**Aim:** Copy out the material word for word, everything from the line containing "To accomplish the user's goal, they need to find the blue" down to the line containing "[317,442,401,476]", including both of those lines.

**Data entries:**
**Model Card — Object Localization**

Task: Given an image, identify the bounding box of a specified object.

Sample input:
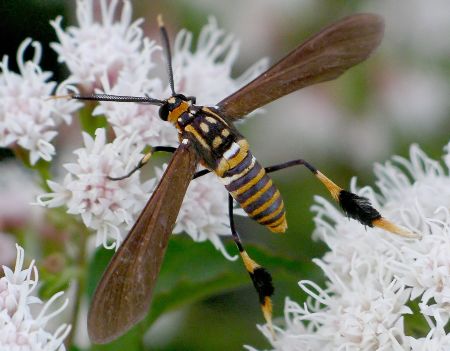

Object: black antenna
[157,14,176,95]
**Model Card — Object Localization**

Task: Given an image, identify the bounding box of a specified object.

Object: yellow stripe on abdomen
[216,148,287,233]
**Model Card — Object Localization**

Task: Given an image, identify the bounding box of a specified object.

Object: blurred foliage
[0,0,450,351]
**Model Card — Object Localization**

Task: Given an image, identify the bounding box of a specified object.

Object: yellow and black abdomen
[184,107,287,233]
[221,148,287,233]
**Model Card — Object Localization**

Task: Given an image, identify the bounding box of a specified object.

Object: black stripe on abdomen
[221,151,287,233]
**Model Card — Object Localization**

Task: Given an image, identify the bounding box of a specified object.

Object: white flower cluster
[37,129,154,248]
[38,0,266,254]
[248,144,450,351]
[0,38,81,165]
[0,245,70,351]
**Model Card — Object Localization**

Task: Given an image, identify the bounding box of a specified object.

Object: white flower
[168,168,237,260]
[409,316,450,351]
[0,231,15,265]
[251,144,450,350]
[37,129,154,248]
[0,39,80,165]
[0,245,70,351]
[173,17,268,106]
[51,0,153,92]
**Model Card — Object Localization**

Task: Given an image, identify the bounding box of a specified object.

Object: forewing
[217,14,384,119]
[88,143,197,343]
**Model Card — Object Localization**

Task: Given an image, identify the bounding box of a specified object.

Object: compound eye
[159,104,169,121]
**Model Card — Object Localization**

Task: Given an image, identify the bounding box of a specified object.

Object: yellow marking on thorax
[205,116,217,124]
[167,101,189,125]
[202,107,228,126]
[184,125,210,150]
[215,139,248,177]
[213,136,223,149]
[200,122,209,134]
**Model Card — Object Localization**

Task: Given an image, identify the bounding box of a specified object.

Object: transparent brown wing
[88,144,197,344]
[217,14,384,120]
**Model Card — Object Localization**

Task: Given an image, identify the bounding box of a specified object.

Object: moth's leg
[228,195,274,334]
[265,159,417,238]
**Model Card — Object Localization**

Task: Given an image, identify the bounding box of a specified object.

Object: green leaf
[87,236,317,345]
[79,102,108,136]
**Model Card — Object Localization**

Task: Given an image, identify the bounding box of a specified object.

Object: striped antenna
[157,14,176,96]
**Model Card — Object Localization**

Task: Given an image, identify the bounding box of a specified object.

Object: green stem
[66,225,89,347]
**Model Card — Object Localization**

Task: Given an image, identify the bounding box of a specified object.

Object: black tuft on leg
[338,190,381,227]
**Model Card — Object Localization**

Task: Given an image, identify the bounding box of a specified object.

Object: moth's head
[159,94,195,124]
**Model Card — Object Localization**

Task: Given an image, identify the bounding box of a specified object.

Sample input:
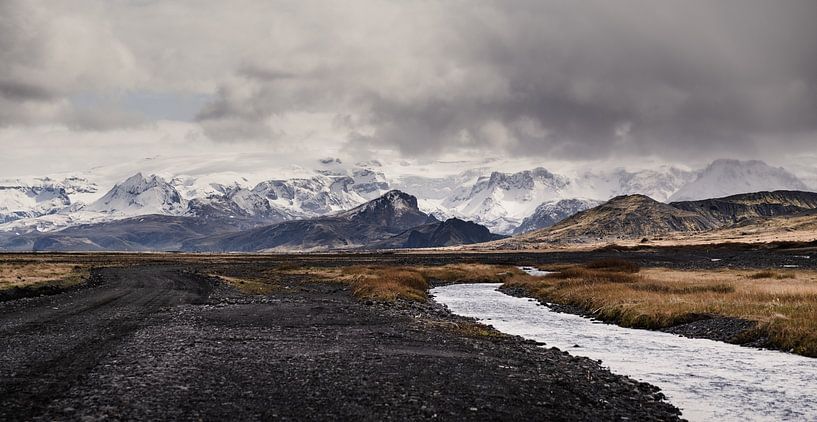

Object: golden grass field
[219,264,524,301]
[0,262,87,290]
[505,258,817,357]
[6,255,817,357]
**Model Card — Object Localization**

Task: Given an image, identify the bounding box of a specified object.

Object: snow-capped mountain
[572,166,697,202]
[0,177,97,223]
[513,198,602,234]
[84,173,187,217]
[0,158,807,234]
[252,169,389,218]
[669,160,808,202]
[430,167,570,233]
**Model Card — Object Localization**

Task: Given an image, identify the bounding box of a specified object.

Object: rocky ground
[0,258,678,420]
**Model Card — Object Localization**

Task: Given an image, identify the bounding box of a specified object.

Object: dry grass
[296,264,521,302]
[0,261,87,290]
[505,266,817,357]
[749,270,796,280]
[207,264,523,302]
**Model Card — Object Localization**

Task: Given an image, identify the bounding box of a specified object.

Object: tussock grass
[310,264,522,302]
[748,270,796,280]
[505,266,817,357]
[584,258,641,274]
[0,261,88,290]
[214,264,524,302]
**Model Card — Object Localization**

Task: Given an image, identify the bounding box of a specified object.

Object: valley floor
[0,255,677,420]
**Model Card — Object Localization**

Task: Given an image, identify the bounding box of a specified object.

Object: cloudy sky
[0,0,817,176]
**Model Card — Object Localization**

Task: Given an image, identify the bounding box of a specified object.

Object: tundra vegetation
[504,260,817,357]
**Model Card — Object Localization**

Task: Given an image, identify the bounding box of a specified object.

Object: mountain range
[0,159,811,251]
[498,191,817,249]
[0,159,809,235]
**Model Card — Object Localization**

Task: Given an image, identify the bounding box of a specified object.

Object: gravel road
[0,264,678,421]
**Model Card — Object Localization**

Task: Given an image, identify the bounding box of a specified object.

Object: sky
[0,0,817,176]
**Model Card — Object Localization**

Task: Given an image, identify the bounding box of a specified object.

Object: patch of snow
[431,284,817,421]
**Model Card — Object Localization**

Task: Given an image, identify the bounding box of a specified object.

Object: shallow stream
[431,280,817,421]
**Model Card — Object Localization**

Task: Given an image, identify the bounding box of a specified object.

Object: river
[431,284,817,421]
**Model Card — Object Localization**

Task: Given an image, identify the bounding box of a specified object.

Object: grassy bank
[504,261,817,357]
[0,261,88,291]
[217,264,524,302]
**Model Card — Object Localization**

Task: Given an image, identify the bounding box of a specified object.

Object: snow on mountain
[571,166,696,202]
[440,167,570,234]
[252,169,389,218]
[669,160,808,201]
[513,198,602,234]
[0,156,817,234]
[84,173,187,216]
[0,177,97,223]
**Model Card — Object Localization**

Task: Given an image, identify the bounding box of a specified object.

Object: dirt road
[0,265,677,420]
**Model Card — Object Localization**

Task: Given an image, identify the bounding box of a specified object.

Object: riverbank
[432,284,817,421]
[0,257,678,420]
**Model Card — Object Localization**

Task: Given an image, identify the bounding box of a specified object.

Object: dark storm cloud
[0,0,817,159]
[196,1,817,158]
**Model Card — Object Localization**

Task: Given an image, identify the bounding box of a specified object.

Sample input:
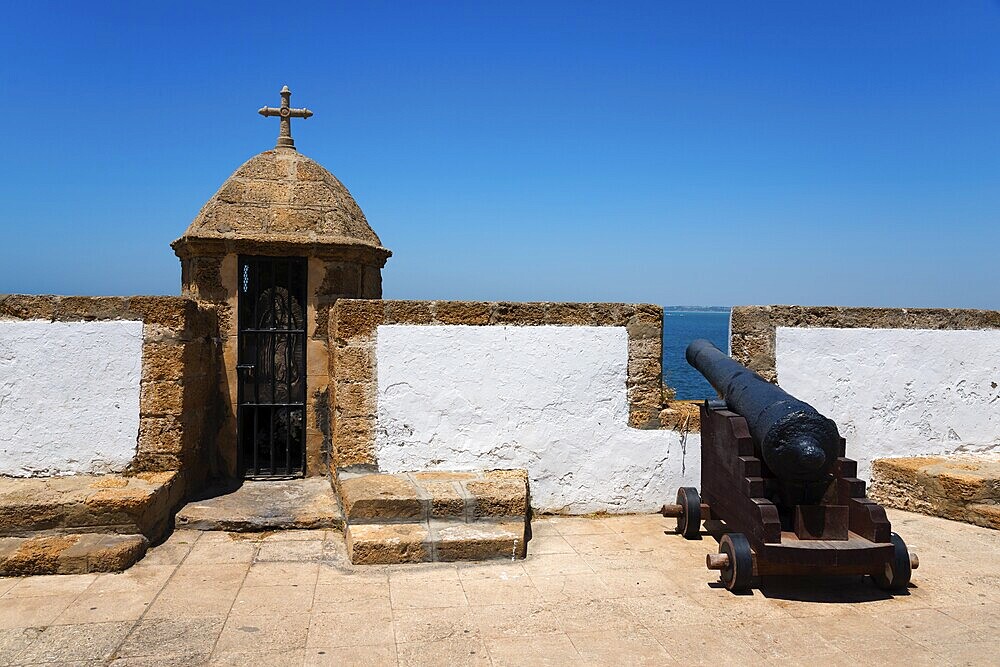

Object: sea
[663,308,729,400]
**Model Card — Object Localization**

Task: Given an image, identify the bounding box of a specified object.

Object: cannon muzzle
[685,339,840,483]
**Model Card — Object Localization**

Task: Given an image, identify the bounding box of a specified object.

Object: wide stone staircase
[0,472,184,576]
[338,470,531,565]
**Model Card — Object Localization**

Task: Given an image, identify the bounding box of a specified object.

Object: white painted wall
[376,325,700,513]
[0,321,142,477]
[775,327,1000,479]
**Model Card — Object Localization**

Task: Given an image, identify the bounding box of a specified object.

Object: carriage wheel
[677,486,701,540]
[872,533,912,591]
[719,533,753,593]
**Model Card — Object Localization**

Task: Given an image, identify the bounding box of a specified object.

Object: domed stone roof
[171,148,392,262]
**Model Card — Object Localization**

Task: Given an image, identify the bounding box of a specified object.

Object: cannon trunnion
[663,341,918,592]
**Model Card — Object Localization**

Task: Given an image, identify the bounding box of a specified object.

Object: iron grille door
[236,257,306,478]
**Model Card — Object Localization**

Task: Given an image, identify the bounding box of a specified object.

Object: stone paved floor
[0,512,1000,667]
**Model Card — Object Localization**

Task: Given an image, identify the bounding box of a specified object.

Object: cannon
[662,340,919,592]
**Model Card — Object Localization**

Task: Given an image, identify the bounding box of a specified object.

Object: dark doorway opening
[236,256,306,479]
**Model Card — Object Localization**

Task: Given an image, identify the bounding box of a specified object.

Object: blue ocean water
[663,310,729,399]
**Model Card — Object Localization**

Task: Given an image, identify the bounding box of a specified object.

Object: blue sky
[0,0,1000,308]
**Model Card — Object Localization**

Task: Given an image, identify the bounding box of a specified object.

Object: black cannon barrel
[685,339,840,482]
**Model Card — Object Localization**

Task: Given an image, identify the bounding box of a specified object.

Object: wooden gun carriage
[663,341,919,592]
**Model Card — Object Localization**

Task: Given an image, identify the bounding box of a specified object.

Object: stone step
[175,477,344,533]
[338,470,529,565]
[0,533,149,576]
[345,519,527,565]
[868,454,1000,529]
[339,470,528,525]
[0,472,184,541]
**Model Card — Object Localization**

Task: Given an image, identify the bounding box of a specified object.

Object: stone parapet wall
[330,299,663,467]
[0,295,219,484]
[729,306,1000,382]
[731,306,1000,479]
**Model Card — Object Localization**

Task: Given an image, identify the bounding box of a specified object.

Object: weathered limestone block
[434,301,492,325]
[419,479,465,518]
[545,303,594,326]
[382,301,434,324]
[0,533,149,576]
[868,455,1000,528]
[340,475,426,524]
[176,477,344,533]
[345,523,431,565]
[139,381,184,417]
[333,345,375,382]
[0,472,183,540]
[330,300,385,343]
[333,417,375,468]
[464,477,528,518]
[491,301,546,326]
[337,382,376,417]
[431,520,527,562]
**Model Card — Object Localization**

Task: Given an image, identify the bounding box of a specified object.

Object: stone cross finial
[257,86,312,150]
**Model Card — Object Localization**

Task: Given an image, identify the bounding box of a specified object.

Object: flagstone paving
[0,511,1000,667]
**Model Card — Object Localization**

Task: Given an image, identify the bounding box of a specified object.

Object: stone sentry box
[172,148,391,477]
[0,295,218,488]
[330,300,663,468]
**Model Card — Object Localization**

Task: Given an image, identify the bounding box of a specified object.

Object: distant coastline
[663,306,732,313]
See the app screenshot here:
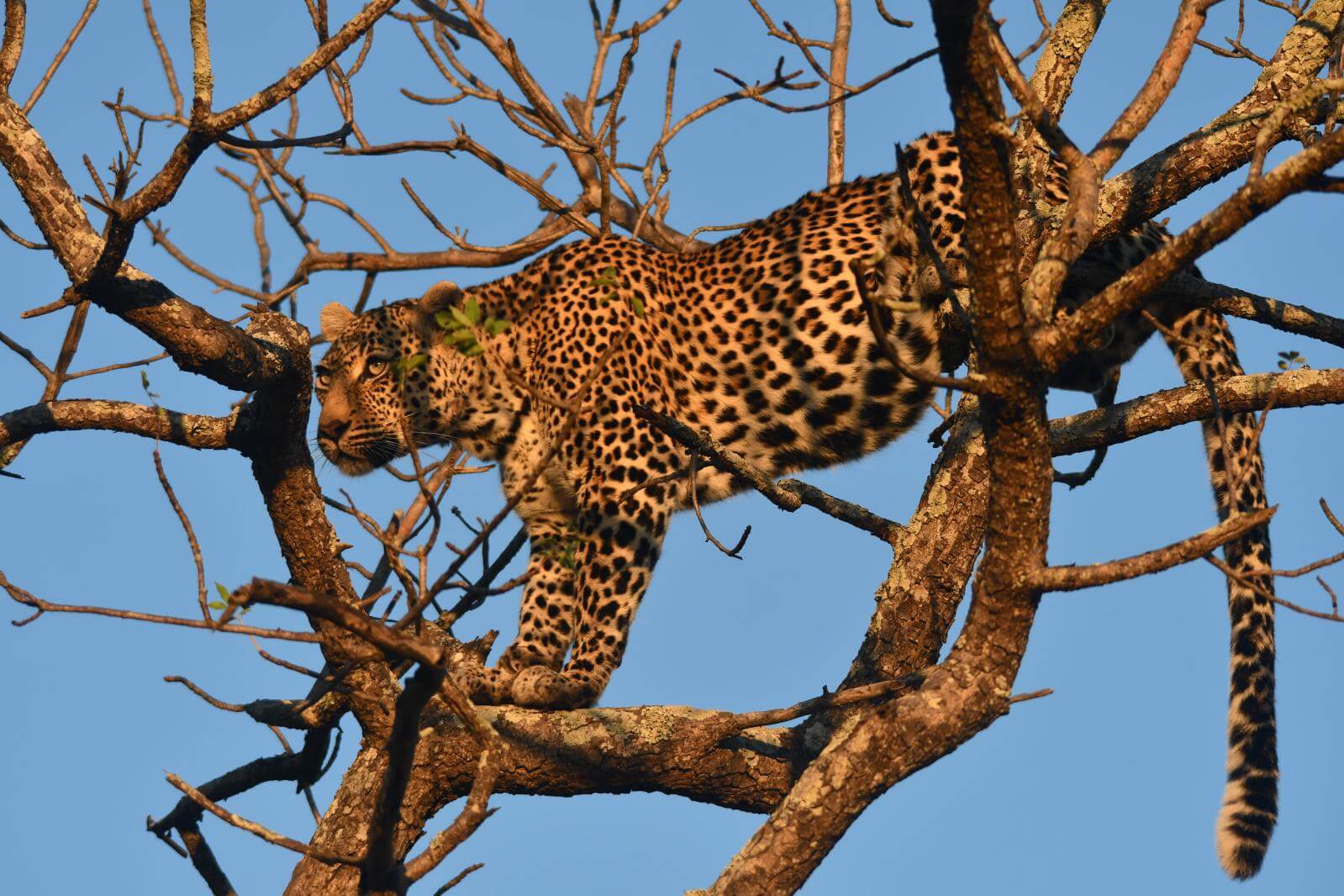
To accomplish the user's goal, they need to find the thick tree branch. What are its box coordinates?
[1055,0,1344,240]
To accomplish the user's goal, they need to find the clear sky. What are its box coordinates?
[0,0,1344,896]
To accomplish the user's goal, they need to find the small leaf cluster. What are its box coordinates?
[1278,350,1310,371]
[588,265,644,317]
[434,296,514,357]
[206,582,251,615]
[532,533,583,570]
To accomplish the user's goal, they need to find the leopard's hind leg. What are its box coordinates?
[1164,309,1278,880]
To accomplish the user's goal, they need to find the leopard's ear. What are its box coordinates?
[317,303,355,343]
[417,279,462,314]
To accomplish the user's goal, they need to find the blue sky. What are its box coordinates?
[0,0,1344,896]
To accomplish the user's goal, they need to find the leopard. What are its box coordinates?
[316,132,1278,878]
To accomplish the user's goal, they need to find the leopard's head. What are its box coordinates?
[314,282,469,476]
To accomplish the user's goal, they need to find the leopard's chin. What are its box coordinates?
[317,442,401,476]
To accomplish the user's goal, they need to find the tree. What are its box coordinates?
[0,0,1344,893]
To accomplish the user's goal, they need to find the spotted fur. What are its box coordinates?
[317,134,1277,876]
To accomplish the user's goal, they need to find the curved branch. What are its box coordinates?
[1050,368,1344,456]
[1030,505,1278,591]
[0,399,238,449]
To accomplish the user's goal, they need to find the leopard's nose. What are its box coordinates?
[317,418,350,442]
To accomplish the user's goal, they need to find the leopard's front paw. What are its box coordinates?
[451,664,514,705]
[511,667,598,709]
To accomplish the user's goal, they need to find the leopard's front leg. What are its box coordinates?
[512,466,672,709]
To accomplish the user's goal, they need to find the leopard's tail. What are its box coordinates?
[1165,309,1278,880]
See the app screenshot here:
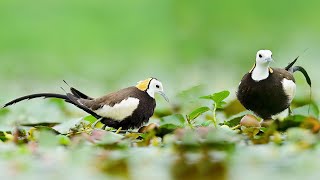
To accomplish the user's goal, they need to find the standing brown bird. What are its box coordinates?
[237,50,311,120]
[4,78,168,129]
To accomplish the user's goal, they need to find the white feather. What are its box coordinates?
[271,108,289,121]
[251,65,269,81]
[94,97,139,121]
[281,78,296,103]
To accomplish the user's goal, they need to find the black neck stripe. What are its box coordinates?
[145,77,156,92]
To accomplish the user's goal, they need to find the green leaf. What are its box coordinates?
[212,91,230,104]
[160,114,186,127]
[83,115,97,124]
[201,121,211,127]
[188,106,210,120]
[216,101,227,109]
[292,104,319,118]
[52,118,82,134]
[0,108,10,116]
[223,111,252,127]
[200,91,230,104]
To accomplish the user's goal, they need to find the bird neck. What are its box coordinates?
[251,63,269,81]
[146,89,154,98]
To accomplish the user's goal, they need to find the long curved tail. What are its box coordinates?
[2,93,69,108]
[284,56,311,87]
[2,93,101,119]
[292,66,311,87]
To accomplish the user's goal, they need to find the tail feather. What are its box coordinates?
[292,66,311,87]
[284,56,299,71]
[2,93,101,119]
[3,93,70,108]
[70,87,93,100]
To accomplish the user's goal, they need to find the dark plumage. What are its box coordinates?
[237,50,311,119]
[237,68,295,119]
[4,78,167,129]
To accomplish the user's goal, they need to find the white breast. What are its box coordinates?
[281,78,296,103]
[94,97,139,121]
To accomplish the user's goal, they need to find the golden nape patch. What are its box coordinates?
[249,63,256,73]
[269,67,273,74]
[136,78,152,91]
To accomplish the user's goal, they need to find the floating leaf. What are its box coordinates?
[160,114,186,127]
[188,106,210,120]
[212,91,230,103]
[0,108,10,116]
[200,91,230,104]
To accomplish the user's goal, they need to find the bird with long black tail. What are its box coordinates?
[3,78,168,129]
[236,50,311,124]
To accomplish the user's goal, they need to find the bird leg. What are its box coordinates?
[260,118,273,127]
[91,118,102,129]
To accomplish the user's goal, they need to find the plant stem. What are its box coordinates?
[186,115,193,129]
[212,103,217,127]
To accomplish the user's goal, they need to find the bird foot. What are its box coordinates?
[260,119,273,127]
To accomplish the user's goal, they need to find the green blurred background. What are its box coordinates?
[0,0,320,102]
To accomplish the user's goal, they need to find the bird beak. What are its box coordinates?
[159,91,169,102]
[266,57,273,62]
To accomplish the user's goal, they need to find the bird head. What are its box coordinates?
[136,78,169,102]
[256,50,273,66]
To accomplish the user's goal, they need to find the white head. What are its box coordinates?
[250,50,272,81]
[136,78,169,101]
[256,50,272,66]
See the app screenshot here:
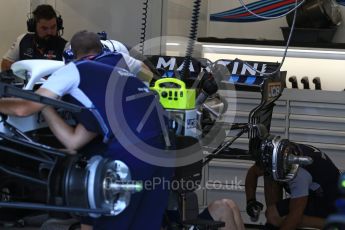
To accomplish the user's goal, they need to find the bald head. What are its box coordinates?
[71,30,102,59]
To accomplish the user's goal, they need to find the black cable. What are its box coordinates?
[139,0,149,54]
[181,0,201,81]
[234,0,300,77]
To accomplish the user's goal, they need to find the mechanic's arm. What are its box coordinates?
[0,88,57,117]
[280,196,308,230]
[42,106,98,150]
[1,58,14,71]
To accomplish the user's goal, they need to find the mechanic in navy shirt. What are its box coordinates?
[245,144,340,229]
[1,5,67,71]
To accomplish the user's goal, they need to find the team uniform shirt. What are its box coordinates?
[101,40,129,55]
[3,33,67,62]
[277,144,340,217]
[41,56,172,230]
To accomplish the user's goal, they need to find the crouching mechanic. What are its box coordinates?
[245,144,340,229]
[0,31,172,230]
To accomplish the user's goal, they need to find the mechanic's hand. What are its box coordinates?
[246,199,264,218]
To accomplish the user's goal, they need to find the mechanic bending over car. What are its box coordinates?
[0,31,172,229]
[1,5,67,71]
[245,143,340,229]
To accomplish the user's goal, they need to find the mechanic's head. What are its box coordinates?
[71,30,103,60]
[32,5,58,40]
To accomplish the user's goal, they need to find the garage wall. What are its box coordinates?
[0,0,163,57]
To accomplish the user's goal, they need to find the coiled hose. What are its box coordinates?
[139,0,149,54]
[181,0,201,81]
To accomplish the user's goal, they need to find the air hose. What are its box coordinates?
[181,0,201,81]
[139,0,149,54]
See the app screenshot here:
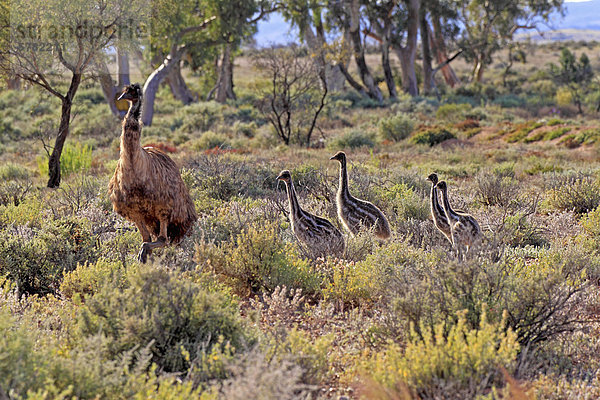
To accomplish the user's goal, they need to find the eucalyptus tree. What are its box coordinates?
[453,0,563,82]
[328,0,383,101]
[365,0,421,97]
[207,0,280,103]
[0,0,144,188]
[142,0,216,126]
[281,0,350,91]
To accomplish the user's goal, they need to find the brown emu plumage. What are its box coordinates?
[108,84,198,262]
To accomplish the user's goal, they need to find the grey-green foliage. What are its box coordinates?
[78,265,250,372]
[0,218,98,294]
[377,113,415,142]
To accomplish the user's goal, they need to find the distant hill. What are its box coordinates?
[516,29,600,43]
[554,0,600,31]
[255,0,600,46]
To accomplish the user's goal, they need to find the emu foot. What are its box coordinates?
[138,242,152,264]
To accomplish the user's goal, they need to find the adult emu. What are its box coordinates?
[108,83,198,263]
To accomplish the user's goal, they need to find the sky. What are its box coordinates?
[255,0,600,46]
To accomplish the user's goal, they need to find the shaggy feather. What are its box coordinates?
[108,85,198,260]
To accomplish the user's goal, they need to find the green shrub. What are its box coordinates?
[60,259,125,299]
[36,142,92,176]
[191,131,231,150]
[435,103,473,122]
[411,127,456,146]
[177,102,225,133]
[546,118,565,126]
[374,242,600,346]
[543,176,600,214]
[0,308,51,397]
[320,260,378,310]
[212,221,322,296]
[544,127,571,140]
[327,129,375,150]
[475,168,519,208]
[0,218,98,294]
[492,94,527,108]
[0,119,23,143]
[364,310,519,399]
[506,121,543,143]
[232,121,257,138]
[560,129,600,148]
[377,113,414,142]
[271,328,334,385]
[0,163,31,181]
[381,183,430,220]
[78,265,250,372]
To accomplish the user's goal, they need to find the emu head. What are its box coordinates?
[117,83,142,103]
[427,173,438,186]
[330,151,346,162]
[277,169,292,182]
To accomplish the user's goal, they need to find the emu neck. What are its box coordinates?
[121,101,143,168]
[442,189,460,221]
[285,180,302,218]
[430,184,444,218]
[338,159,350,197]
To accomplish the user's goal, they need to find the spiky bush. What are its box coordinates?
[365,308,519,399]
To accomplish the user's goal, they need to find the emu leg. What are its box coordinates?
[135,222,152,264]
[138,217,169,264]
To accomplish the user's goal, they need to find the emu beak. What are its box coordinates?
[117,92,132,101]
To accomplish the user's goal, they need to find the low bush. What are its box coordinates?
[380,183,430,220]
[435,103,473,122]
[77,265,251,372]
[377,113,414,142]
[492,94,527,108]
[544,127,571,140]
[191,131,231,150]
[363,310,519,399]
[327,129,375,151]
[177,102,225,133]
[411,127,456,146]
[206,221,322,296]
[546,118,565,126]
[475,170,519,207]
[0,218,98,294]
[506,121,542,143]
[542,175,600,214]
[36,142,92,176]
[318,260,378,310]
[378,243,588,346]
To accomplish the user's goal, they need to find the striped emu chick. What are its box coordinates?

**Response below:**
To accomplish the user's goal, they need to find the blue sky. What are its box coordinates?
[0,0,1344,896]
To accomplish the user's goal, they need to find the leopard. What are its box coordinates?
[316,132,1278,878]
To accomplish the user's goal, they need to find the leopard's head. What are its box coordinates?
[314,282,469,476]
To accomplish the user's goal, they need to find the leopard's chin. What are its box coordinates?
[317,442,401,476]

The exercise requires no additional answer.